EXERCISE DETAILS — Write back every line of the listing exactly, excluding images.

SOURCE INFORMATION —
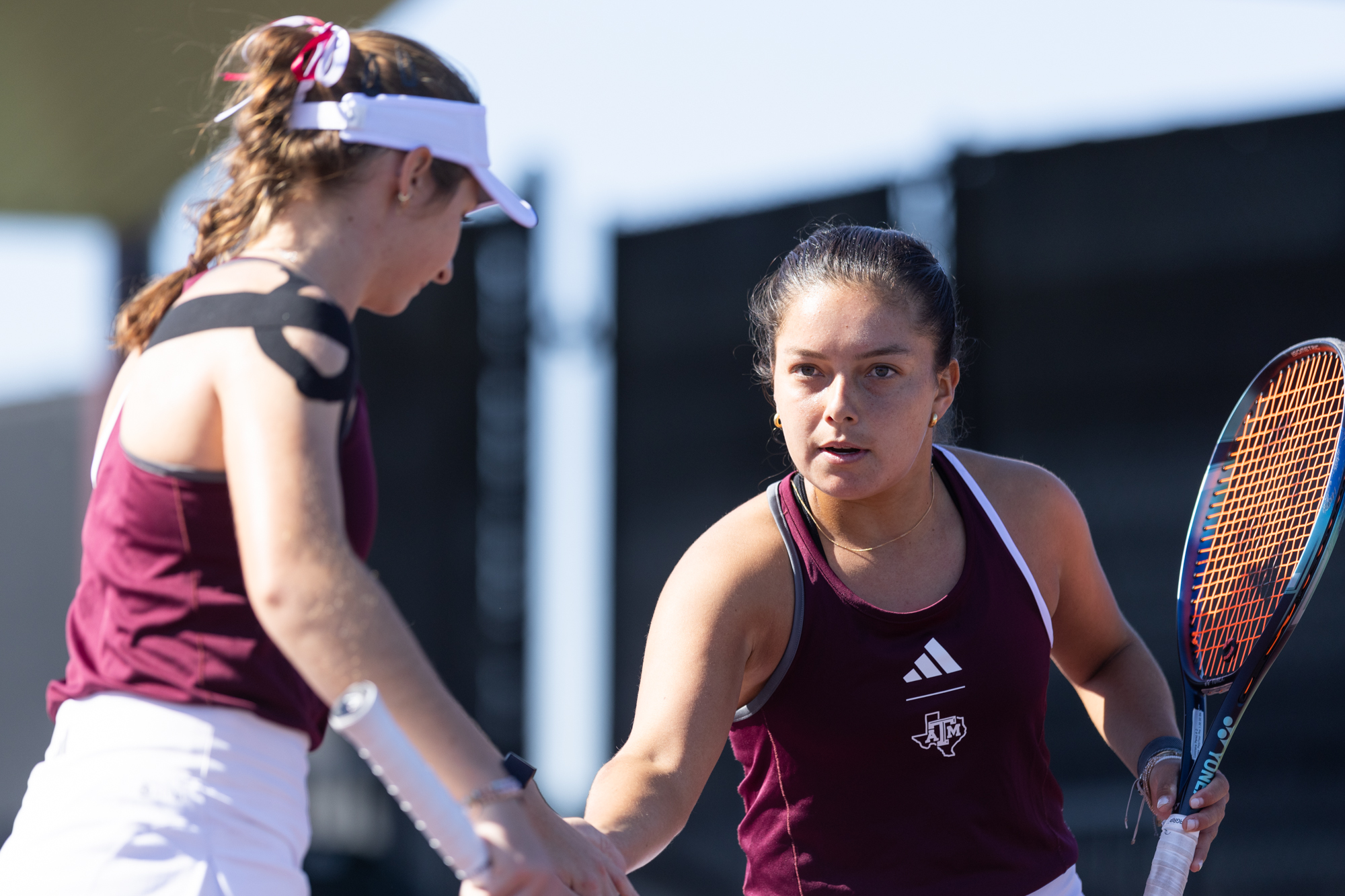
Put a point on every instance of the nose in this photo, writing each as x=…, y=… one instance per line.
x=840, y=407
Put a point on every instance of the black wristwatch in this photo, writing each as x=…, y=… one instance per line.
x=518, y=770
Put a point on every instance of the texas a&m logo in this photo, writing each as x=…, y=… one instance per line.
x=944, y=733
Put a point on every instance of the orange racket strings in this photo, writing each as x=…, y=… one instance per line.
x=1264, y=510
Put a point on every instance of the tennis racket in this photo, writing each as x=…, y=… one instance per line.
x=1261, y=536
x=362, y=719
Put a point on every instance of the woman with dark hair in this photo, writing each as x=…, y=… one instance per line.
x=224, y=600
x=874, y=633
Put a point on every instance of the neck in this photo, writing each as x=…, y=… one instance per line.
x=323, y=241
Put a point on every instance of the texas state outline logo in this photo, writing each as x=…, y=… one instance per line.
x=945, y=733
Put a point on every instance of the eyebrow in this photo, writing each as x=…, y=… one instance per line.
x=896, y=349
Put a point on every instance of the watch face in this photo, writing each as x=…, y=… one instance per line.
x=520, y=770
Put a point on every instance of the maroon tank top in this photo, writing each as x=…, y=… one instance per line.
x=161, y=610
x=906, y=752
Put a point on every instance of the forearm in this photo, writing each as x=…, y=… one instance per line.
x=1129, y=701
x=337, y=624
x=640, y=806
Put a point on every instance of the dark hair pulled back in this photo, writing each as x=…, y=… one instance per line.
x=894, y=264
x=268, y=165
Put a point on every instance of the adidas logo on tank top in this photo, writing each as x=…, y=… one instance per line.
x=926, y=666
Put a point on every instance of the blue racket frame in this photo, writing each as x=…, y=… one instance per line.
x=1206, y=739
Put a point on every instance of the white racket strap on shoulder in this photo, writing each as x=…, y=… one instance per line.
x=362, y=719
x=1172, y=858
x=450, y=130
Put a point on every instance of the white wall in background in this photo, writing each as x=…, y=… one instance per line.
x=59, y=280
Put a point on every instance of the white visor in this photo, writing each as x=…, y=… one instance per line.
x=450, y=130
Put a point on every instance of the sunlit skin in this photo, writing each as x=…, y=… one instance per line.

ANSWER SECTION —
Put a point on every instance of the nose in this photo, writing each as x=…, y=… one instance per line.
x=840, y=407
Put a point on every instance of the black wristwatch in this photo, writing each as x=…, y=… one instance per line.
x=518, y=770
Put a point on every instance of the texas a&m logo in this photo, writing each as x=…, y=… one instance per line.
x=944, y=733
Put a point on every instance of the orange racket strings in this photo, writing each as x=…, y=… one instance per line.
x=1264, y=510
Put a point on every instance of the tennis racket in this photo, writing each as x=…, y=… one instance per line.
x=1261, y=536
x=362, y=719
Put a point on every instance of the woman with dark hair in this photo, writing each as x=…, y=… one instance per line.
x=224, y=600
x=874, y=633
Put a point on every instance of the neck in this photo, writing each as x=…, y=… one instance per line.
x=323, y=241
Put a point on every instance of the texas state outline logo in this photo, writing each as x=…, y=… one instance per line.
x=945, y=733
Put a point on every instance of the eyebrow in this photo, writing each as x=…, y=… one instance per line.
x=896, y=349
Put a point on every instance of the watch face in this photo, writing each as x=…, y=… one instance per line.
x=520, y=770
Put a point on every instance of the maroon tank top in this photo, writing each as x=…, y=… one instance per line.
x=161, y=610
x=906, y=752
Put a point on every instance of the forearm in this photo, writing each as x=…, y=… one instance per line.
x=1129, y=701
x=337, y=624
x=640, y=806
Put a point on every instance of the dark hair pulled back in this photo, writing each as x=…, y=… one instance per line.
x=894, y=264
x=268, y=165
Put a point on every instance of the adidas logo on tank top in this photo, writing each as x=…, y=… one instance per line.
x=926, y=666
Put a point on every instance of the blue racket frame in this photo, writing each as x=…, y=… one instance per line.
x=1206, y=739
Put a point on every instance of the white racket strap on shoulder in this photo, writing each as x=…, y=… one instance per line.
x=362, y=719
x=1172, y=858
x=450, y=130
Put a point on every instance of the white wall in background in this photo, writing each as x=…, y=… one instance per line.
x=59, y=280
Put a point on every instance of the white visor in this photo, writing each as x=…, y=… one instance per line.
x=450, y=130
Put a point on every instance of the sunlit skin in this photo, writing each as x=…, y=… one instance per line.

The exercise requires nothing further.